→ Text zum Lesen
-.-.-

Matias soll seine Bergbeine schonen für die noch kommenden harten Etappen, um dort noch das Podium der Nachwuchswertung anzugreifen. Da ich mich auch eher zurückhalten sollte für den Falle eines Sprints, blieben nur noch der Schweizer und Hamburger für das Besetzen eventueller Spitzengruppen.

Unsere Taktik wäre aber beinahe für die Katz gewesen, da heute zur Abwechslung mal nicht zu spät, sondern 5min zu früh gestartet wurde. Ich schlenderte also gerade gedankenverloren von der Toilette, als ich den Countdown zum Start hörte. Ich schnappte mir mein Rad und startete das Rennen 300 Meter von der eigentlichen Strecke entfernt.

Glücklicherweise wurde auch heute neutral gestartet, denn als ich mich im Peloton umsah, um meinen Teamkollegen von meinem Erlebnis zu erzählen, war keiner von ihnen da. Als Basti kurze Zeit später von hinten kam und mir etwas außer Atem berichtete, dass er mit den restlichen Kollegen noch im Café saß, als der Countdown in seinen Ohren klang, wurde mir klar, wir sollten wohl in Zukunft für den Fall der Fälle lieber ein paar Minuten früher zur Startlinie.

Nachdem der scharfe Start erfolgt war, ging auch schon das Gespringe los, da es wohl einige Fahrer auf die Spitzengruppe abgesehen hatten. Auch wir mischten mit, waren auch öfters vertreten, als die entscheidende Gruppe sich absetzen konnte, waren wir allerdings nicht mit von der Partie. Sehr ärgerlich, da es nun schon das zweite Mal in Folge nicht ganz gereicht hat.

-.-.-

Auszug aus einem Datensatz

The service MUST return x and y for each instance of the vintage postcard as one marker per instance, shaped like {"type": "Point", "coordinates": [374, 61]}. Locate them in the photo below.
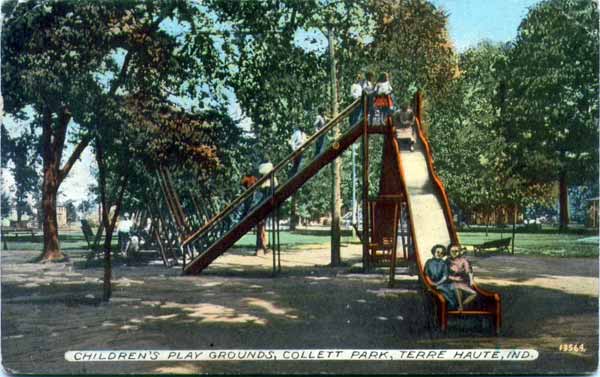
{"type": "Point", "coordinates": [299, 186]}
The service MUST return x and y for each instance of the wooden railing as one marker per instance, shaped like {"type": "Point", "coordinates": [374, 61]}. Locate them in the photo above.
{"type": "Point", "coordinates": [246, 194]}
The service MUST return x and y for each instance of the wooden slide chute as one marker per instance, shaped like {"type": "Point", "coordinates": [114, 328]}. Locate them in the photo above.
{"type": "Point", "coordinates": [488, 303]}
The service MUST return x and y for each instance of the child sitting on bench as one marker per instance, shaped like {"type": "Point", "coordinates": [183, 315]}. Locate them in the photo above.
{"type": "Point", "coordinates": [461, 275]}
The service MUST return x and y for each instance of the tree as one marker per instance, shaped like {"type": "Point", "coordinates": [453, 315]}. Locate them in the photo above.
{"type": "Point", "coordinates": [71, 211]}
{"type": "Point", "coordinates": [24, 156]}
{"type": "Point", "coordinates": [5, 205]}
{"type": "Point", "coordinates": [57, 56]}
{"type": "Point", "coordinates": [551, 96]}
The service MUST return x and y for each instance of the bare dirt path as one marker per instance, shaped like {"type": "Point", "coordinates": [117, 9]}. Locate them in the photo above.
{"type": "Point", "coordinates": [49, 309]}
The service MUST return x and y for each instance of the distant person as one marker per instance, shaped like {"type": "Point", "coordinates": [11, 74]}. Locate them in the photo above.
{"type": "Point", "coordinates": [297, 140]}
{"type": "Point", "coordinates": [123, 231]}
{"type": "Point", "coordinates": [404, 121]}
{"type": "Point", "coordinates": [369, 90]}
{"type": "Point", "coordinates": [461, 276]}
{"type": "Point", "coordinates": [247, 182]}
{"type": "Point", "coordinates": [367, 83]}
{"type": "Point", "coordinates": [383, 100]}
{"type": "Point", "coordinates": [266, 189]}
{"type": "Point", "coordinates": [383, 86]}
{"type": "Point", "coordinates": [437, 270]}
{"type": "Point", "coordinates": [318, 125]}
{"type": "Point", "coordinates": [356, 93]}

-.-.-

→ Kurze Aufgabe
Gib aus dem Rennbericht den Abschnitt wörtlich aus, der mit den Worten „Matias soll seine“ beginnt und mit „eigentlichen Strecke entfernt.“ endet.

→ Schriftliche Lösung
Matias soll seine Bergbeine schonen für die noch kommenden harten Etappen, um dort noch das Podium der Nachwuchswertung anzugreifen. Da ich mich auch eher zurückhalten sollte für den Falle eines Sprints, blieben nur noch der Schweizer und Hamburger für das Besetzen eventueller Spitzengruppen.

Unsere Taktik wäre aber beinahe für die Katz gewesen, da heute zur Abwechslung mal nicht zu spät, sondern 5min zu früh gestartet wurde. Ich schlenderte also gerade gedankenverloren von der Toilette, als ich den Countdown zum Start hörte. Ich schnappte mir mein Rad und startete das Rennen 300 Meter von der eigentlichen Strecke entfernt.